— start —
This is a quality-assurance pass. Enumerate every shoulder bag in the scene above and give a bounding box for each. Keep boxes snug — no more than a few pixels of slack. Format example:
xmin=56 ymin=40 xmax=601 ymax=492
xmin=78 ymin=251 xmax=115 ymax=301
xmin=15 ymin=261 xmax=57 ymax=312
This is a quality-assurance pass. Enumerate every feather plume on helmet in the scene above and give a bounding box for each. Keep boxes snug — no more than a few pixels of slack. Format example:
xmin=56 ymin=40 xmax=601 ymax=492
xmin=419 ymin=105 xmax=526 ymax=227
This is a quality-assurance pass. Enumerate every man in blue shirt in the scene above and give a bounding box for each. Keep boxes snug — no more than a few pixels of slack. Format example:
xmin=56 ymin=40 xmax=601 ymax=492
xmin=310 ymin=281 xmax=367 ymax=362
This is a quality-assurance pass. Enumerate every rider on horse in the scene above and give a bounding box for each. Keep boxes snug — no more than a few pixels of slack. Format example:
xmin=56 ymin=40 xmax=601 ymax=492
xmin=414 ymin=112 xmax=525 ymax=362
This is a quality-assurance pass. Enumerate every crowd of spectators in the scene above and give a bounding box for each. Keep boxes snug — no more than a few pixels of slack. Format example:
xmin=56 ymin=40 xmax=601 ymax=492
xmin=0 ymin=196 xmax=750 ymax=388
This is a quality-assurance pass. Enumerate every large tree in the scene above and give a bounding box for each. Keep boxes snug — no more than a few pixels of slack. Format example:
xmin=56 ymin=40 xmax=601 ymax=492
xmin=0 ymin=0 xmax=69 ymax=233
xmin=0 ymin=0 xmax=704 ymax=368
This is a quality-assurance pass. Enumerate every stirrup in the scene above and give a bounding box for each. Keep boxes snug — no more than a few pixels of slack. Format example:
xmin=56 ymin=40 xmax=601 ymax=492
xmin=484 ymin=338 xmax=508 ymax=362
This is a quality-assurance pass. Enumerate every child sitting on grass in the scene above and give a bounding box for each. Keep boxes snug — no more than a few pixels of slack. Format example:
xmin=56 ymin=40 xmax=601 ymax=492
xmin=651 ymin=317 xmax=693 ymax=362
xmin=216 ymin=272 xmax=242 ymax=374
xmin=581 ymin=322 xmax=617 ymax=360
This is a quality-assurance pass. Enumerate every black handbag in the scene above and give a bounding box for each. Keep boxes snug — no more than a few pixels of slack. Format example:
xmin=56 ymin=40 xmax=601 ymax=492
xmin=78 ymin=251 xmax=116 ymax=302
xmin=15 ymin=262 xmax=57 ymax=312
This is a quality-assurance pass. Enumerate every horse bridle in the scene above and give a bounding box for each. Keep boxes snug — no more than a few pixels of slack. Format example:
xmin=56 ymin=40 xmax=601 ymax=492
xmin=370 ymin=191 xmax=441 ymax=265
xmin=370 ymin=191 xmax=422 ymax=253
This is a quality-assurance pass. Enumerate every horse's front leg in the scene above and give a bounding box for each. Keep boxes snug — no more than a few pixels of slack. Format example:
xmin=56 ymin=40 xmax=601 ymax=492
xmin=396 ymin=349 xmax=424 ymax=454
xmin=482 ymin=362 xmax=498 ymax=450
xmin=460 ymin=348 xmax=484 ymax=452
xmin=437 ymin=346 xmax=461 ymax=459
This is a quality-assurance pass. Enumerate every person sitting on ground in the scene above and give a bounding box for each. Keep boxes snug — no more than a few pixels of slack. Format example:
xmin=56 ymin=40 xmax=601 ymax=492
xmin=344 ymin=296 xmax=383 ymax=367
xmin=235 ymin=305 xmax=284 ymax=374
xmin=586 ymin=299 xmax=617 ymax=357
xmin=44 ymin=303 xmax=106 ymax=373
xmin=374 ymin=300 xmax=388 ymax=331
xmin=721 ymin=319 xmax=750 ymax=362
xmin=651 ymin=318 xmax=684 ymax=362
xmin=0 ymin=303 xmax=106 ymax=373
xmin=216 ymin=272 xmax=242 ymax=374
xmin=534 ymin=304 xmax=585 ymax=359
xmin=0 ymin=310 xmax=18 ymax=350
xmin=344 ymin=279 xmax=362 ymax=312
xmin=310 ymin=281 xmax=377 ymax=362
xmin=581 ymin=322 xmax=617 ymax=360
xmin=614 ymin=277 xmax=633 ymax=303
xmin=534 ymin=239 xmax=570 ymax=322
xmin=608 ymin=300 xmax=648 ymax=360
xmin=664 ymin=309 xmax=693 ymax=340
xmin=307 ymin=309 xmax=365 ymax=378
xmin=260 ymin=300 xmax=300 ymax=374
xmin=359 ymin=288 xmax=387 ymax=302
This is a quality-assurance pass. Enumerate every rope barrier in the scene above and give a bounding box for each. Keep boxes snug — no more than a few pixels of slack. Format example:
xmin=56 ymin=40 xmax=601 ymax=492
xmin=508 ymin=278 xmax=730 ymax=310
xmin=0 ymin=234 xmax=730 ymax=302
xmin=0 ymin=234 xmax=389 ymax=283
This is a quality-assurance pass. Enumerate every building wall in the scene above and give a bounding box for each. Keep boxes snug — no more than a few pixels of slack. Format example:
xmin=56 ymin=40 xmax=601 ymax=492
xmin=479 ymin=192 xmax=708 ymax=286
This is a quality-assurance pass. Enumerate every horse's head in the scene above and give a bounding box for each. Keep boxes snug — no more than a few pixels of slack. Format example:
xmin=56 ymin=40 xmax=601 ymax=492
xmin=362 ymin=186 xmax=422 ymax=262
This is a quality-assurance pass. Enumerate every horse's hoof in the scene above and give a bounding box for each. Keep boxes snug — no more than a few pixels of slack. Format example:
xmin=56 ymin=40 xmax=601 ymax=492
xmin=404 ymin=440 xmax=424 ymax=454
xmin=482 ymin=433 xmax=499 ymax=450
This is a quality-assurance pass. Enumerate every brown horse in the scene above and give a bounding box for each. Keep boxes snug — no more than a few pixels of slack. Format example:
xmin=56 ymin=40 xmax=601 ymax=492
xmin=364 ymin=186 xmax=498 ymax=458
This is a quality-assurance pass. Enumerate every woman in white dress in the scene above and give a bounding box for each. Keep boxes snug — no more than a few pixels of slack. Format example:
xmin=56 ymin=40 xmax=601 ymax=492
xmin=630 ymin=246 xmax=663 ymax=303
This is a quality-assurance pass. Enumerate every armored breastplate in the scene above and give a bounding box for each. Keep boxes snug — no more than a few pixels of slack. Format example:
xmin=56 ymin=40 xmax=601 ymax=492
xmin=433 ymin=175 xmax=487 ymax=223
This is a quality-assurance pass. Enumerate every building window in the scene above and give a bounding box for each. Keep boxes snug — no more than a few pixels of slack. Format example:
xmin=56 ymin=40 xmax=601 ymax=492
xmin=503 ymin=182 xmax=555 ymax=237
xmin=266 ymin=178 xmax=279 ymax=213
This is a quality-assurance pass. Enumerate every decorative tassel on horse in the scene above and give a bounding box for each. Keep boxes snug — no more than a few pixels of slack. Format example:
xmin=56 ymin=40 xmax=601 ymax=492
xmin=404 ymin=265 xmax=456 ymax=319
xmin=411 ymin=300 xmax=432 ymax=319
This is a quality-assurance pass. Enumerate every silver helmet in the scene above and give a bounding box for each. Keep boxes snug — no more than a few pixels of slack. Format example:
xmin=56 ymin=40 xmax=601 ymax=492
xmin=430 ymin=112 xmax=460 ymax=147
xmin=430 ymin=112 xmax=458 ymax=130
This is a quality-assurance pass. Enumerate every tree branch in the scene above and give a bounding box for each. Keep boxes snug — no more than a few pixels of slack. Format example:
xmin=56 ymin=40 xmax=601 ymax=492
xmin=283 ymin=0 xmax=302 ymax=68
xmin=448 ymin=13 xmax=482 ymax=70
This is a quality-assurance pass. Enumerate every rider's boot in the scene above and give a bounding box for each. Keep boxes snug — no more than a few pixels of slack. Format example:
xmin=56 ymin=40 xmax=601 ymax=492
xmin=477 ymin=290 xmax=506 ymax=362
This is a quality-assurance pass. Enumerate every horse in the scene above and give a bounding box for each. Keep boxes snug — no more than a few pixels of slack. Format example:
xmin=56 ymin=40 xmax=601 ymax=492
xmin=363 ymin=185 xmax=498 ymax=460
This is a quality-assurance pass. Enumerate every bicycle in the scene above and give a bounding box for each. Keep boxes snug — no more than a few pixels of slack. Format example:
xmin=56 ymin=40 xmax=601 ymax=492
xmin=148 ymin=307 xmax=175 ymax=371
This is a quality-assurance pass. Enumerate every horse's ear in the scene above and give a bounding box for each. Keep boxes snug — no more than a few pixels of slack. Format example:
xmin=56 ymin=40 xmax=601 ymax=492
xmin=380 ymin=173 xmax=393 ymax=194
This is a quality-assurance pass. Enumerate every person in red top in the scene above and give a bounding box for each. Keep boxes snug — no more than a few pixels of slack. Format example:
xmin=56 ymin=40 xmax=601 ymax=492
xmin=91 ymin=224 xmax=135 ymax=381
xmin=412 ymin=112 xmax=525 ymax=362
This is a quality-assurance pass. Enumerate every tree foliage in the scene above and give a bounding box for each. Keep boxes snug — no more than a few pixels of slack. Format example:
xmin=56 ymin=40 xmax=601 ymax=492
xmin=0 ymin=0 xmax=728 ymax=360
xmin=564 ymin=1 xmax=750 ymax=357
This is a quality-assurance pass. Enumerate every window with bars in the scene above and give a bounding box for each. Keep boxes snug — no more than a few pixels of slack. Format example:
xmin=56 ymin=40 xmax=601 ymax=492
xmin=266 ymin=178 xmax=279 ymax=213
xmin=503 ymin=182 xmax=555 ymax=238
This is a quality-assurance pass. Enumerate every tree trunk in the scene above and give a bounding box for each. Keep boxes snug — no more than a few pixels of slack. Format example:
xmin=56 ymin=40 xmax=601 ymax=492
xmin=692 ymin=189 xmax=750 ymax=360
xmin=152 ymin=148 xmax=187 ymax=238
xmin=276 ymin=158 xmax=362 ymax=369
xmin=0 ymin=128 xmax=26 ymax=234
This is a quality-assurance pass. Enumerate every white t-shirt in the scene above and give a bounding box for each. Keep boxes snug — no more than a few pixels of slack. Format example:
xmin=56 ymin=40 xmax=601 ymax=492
— end —
> _Job_: Copy the entries above word for word, from the first line through the line containing "xmin=419 ymin=105 xmax=526 ymax=227", and include that line.

> _Answer to the problem_:
This is a quality-assurance pass. Enumerate every shoulder bag in the scene above and give a bounding box for each. Keep boxes snug — no more than a few pixels of slack. Format example:
xmin=56 ymin=40 xmax=601 ymax=492
xmin=78 ymin=251 xmax=115 ymax=301
xmin=15 ymin=261 xmax=57 ymax=312
This is a quality-assurance pass. Enumerate every feather plume on helmet in the scene above and give a bounding box for each. Keep boxes snug — no more than a few pixels of slack. Format example:
xmin=56 ymin=40 xmax=601 ymax=492
xmin=419 ymin=105 xmax=526 ymax=227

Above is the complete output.